Passage provided:
Electric power conversion systems – Current conversion – Having plural converters for single conversion
Patent
1992-12-09
1995-09-12
Stephan, Steven L.
Electric power conversion systems
Current conversion
Having plural converters for single conversion
307 82, H02M 777
Patent
active
054503094
DESCRIPTION:
BRIEF SUMMARY
BACKGROUND OF THE INVENTION
The construction of fast inverters comprising several single elements connected in parallel is only possible with rather large expenditure for control and electronic circuitry. This is only acceptable if the inverter must satisfy certain conditions which cannot be satisfied in another way, and/or if the parallel switching arrangement has certain decisive advantages in comparison with usual solutions comprising only a single element.
It is an aim of present-day builders of motors to produce motors which run ever faster. So-called "fast-running drives" require operational frequencies which exceed 500 Hz. In view of the power aimed at, in the range of several hundred kVA, usual thyristor- or GTO (gate turn off) inverters can at best provide these frequencies in the shape of elementary steps, as shown in FIG. 1.

Entries shown:
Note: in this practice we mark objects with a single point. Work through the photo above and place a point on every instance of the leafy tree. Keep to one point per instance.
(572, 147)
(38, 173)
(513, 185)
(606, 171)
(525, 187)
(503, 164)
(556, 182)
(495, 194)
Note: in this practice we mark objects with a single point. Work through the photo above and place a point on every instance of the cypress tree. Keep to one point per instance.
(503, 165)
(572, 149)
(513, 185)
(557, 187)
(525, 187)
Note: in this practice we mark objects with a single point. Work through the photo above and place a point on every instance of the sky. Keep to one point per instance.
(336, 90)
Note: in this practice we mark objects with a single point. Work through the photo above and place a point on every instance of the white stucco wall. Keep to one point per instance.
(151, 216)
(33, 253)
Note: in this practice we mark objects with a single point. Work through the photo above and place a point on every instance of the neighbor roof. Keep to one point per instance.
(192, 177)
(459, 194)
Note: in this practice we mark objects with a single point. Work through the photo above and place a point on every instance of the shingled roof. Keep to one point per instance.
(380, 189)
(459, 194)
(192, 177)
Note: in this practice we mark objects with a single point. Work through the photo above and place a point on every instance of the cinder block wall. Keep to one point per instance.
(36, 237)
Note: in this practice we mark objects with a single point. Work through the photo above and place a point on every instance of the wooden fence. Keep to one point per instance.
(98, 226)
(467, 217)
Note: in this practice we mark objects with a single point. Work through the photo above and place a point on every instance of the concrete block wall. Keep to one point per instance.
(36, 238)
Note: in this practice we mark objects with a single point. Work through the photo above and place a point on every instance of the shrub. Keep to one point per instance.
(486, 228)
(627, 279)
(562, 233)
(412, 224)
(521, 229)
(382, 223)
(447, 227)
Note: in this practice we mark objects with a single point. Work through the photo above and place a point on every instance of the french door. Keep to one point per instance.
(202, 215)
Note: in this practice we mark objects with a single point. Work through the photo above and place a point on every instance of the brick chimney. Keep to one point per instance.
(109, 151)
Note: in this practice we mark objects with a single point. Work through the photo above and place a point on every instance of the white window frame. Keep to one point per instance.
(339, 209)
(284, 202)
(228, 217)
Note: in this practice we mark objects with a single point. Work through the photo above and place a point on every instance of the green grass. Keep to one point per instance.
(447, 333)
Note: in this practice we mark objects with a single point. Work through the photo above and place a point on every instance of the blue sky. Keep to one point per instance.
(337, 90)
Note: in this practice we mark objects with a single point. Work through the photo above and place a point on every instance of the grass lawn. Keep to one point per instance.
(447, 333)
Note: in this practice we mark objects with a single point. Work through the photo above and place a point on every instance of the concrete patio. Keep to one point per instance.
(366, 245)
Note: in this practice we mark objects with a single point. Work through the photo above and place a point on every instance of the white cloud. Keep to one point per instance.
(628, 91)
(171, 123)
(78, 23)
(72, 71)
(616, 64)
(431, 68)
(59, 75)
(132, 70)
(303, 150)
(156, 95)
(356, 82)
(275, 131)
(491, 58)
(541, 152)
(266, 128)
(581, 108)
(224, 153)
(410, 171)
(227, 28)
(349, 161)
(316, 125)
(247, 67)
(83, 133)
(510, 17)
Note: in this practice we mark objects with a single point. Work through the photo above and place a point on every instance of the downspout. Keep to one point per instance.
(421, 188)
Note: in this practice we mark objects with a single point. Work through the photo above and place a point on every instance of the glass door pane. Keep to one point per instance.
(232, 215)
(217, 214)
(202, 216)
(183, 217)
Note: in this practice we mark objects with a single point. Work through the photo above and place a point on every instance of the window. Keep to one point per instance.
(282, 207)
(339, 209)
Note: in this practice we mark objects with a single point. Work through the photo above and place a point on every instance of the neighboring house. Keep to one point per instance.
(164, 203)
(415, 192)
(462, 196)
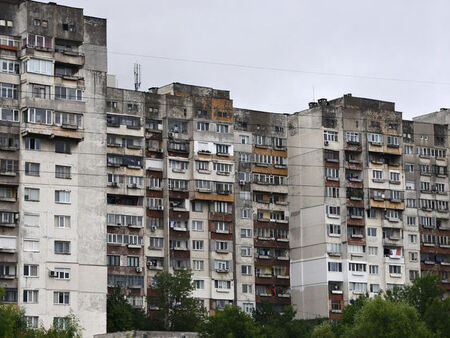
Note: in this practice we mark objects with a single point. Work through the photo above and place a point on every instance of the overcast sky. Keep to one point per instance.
(406, 40)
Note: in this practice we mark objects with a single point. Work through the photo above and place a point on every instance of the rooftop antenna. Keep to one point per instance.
(137, 76)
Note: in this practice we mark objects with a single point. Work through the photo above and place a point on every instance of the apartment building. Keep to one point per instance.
(261, 212)
(349, 232)
(52, 97)
(125, 191)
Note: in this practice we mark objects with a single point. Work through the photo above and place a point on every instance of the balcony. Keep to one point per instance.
(64, 131)
(69, 58)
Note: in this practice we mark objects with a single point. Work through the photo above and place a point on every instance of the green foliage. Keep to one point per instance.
(385, 318)
(121, 316)
(437, 317)
(172, 296)
(13, 324)
(282, 325)
(230, 322)
(323, 330)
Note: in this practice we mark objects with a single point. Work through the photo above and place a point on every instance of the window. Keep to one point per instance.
(392, 141)
(202, 126)
(39, 66)
(198, 265)
(413, 256)
(412, 239)
(246, 251)
(334, 229)
(30, 270)
(332, 192)
(377, 174)
(245, 213)
(375, 138)
(62, 172)
(61, 298)
(333, 211)
(222, 284)
(62, 147)
(113, 260)
(9, 66)
(246, 233)
(222, 149)
(410, 203)
(374, 288)
(197, 225)
(156, 242)
(32, 321)
(395, 269)
(352, 137)
(62, 196)
(331, 136)
(331, 173)
(8, 114)
(31, 194)
(372, 232)
(30, 220)
(32, 143)
(68, 120)
(409, 167)
(357, 287)
(199, 284)
(394, 176)
(132, 261)
(31, 245)
(373, 250)
(247, 288)
(198, 206)
(32, 169)
(222, 128)
(62, 247)
(244, 139)
(63, 93)
(197, 245)
(62, 273)
(40, 92)
(335, 266)
(246, 269)
(31, 296)
(411, 220)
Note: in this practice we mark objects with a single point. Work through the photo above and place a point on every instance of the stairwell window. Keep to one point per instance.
(62, 196)
(62, 172)
(61, 298)
(32, 143)
(31, 194)
(330, 136)
(62, 147)
(62, 247)
(73, 94)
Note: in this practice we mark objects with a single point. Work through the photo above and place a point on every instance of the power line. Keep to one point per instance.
(274, 69)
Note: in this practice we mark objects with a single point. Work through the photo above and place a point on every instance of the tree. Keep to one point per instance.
(385, 318)
(323, 330)
(231, 322)
(121, 316)
(176, 310)
(278, 324)
(437, 317)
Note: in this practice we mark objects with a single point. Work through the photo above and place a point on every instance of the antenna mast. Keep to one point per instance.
(137, 76)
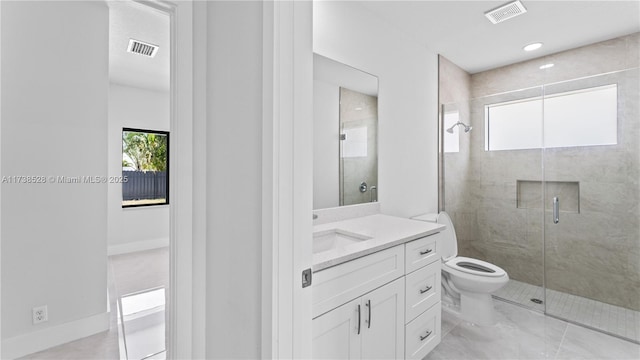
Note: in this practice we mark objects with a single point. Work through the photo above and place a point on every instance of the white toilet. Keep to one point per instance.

What is asked:
1. In the patent text on parallel inverters, what operational frequencies do fast-running drives require?
2. Please carry on the patent text about inverters built from parallel elements, picking up after its final sentence.

Answers given:
1. They require operational frequencies that exceed 500 Hz.

2.
The drawbacks of this crude, rectangle-shaped voltage and of the non-sinus shaped current curve which it entails, that is additional losses and peaks of the moment are well known. It has therefore been known for a long time to divide these voltage segments into smaller time units, in order to obtain a nearly sinusoidally-shaped curve of the motor current. With respect to the inverter this entails that the power switches must be switched on and off accordingly faster. The faster these switches work, the finer one can make the time slices of the voltage segments, and the more sinusoidally-shaped the motor current becomes, see FIG. 2.
If now the operational frequency of the usual 50 to 120 Hz is raised to over 500 Hz at fast-running drives, then the switching frequency of the switches must also be increased accordingly. This means that the thyristor- and GTO switches come even nearer to the limits of their switching speed.
Fast inverters with switching frequencies up to 100 kHz and able to deliver a sinusoidally-shaped current curve even with 500 Hz output frequency are normally available only up to a power of about 50 kVA. An increase of the power up to several hundred kVA with the same high clock frequency is scarcely imaginable with present-day techniques, hence the desire to use inverters which are connected in parallel.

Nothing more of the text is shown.